Collection entries:
☆ ☆ ☆

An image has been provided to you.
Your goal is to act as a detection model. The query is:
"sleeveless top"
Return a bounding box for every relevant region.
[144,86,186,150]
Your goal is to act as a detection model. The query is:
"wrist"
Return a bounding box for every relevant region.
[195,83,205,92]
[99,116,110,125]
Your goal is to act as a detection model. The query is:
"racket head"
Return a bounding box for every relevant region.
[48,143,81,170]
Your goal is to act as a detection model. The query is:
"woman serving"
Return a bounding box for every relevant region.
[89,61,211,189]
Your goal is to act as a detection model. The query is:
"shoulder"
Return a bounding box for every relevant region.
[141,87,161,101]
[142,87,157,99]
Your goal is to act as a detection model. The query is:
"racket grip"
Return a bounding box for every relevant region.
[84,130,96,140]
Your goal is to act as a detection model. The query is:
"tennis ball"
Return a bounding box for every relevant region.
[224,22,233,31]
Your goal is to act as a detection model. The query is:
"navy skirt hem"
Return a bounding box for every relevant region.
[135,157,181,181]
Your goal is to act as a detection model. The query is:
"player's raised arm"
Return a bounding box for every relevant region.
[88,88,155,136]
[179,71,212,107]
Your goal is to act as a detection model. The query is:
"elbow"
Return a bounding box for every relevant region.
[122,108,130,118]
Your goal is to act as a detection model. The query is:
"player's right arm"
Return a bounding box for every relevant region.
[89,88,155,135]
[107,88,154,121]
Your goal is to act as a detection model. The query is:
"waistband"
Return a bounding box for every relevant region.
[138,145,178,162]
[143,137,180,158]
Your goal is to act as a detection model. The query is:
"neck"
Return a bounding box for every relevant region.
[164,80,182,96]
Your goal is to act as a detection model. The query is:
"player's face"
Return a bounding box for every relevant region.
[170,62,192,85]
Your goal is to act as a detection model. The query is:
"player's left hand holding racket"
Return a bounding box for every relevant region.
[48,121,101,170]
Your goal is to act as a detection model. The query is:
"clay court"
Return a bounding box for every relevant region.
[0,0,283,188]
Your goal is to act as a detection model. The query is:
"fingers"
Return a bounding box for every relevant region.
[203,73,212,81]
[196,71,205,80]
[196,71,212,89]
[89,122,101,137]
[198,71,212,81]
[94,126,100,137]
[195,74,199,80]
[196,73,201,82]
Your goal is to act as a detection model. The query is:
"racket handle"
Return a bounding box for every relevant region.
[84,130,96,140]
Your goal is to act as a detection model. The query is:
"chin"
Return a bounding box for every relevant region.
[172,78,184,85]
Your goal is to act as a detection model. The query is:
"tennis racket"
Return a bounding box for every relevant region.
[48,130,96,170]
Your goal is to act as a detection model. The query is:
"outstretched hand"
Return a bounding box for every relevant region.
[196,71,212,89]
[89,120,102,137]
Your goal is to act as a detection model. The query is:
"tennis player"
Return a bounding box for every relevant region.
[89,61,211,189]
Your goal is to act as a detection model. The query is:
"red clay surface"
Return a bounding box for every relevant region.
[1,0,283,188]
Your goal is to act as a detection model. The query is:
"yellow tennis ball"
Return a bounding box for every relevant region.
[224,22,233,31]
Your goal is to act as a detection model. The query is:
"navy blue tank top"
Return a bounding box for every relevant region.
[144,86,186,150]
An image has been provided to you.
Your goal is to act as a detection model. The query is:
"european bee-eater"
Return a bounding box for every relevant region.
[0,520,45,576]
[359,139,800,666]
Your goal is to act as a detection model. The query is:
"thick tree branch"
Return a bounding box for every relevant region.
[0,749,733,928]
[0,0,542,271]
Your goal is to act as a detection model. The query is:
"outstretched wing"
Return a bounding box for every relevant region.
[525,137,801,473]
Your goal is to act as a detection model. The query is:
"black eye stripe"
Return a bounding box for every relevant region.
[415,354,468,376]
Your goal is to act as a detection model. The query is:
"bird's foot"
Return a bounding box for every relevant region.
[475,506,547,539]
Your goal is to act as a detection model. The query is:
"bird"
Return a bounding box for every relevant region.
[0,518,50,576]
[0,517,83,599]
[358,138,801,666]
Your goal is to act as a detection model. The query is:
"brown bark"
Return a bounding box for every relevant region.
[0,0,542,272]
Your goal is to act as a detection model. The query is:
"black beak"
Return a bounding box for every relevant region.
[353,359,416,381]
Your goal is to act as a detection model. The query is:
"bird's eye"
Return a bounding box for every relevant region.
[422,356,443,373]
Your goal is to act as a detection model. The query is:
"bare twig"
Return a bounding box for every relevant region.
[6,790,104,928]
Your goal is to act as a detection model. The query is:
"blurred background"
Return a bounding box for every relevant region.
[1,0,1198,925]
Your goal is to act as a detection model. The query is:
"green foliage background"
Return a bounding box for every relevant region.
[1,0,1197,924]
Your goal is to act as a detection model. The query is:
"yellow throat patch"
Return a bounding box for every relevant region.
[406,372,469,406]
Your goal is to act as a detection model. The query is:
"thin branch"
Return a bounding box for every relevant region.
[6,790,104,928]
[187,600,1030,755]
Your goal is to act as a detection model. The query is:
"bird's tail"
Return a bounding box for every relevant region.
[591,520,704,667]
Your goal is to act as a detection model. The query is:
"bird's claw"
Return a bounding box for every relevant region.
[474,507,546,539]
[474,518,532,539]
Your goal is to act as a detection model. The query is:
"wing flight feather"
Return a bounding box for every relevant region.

☆ ☆ ☆

PROBLEM TO SOLVE
Your answer should be the records above, set down exactly.

TASK RESPONSE
An image has been provided to you.
Your goal is to act as a detection model. The query is:
"sleeveless top"
Return a bounding box for every relevant region.
[144,86,186,150]
Your goal is to act as a detection model. The query is:
"wrist"
Return a bounding box for every relevant region.
[195,83,205,92]
[99,116,110,125]
Your goal is to act as a detection model. The query is:
"racket head"
Return a bounding box for every relevant region.
[48,143,81,170]
Your goal is to act as a detection model. The query is:
"woman serving"
Return a bounding box for every relevant region.
[89,61,211,189]
Your goal is to act as a detection model. The query is:
"shoulder"
Return a bounding box for every relevant region.
[141,87,161,101]
[142,87,157,99]
Your goal is to act as a detection model. The query is:
"racket grip"
Return a bounding box for every relevant region.
[84,130,96,140]
Your goal is to act as a detection model. The query is:
"tennis ball"
Return a bounding box for every relevant region.
[224,22,233,31]
Your goal is to act as a detection model. The query is:
"navy skirt hem"
Return a bounding box for every relevant region.
[135,157,181,181]
Your goal is to act as a detection model. The query is:
"player's raised arm"
Return a bounding box for every relevant region.
[88,88,155,136]
[179,71,212,107]
Your goal is to act as a detection model. The query is:
"elbow"
Return a bounding box for every relevant region.
[122,108,130,118]
Your goal is to act as a detection model. The query is:
"player's right arm"
Return a bounding box for every relevant region.
[89,88,155,135]
[107,88,154,121]
Your goal is to act as a detection model. The query is:
"waistband"
Return a bounding box for every relevant region.
[138,145,178,162]
[143,137,180,158]
Your goal is to act as a detection model. The query is:
"neck"
Return a bounding box for every relevant region.
[164,80,182,96]
Your goal is to act as a detection model. The query is:
"player's face"
Return a bounding box for every relevant region.
[170,62,192,85]
Your goal is to act as a detection model. The query is:
"player's left hand holding racket"
Return a bounding box for every relevant region.
[48,121,101,170]
Your goal is to act as a detection model. The query is:
"clay court"
Return a bounding box for every relevant region.
[0,0,283,188]
Your goal is to act as a detection model. The query is:
"fingers"
Return a bounding box for every relevant region.
[203,73,212,81]
[196,71,205,80]
[196,71,212,89]
[89,122,101,137]
[198,71,212,81]
[94,126,100,137]
[195,74,199,80]
[196,73,201,82]
Your goal is to act as a detection model. The query is:
"racket handle"
Return a bounding box for every relevant region.
[84,130,96,140]
Your goal is to act as a detection model. The query is:
"chin"
Return a bounding box for every relevant region.
[172,78,184,85]
Your goal is to act as a detection model. The query is:
"tennis racket"
Return a bounding box for every relevant region.
[48,130,96,170]
Your goal is to act as a detection model. The query is:
"outstretched hand"
Return a bounding box for every relevant region.
[196,71,212,89]
[89,120,102,137]
Your goal is to act as a detection model. The query is:
"tennis player"
Return a bounding box for every relevant region.
[89,61,211,189]
Your goal is to act as a detection model. The query is:
"red clay surface"
Return a bounding box for every relevant region.
[1,0,283,188]
Your goal is to act as a detection model. The query is:
"yellow tennis ball"
Return a bounding box for every relevant region.
[224,22,233,31]
Your goal is to act as a detection model. The query is:
"navy blue tank top"
Return a bounding box for every relevant region.
[144,86,186,150]
An image has been provided to you.
Your goal is to act as a detection model. The query is:
"european bee-eater"
Return a bounding box for every relevant region.
[0,520,45,576]
[359,139,800,666]
Your goal is to act as a detection model. The query is:
"thick tree branch"
Return a bounding box for every relevant region.
[0,749,733,928]
[0,0,542,271]
Your goal is to act as a detection model. The query is:
"outstretched wing"
Return a bounding box for every relevant region.
[525,137,801,473]
Your goal is to act as a detection model. The query is:
"black eye stripe"
Return a bounding box for every relevant region.
[415,354,468,376]
Your goal is to act as a detection model. The query is:
"bird's foot"
Return a bounding box for every relevant region.
[475,506,547,539]
Your goal is to act as a detection model. The query is:
"bird"
Return a bounding box for every relevant region.
[0,518,50,576]
[0,517,83,599]
[358,138,801,666]
Your goal is to act as a detection model. The query is:
"brown bark"
Return a bounding box for every relevant region.
[0,0,542,272]
Your goal is to act as a detection model. The query is:
"black beak"
Return a bounding box for every relevant region.
[353,359,416,381]
Your goal is to act as a detection model. The query is:
"bird's eye"
Return a bounding box for every relevant region.
[422,356,443,373]
Your goal is to act as a detection model. The query is:
"bare twig"
Return a bounding box for every relevant region.
[6,790,104,928]
Your goal is to act as a detection model. The query is:
"blurred background"
Return a bounding box for every relevant region.
[1,0,1198,925]
Your goal is to act as a detection model. The query is:
"green foliage background"
Return a bounding box for every relevant region.
[1,0,1197,924]
Your goal is to act as a detection model. The query is:
"yellow throat patch"
Return a bounding box for every relevant region.
[406,372,469,406]
Your goal is to act as a detection model. The query is:
"thin branch"
Return a bounding box for every relevant region.
[6,790,104,928]
[187,600,1030,755]
Your goal is to act as a detection model. The query is:
"bird's tail"
Return a bounding box for every relevant region.
[591,520,704,667]
Your goal is to act as a detection model. The query is:
"bird's claw"
Return a bounding box for every relevant region.
[474,507,546,539]
[474,518,532,539]
Your goal is to act as a detection model. The query is:
"wing flight feather"
Return a bounding box for every relevant region.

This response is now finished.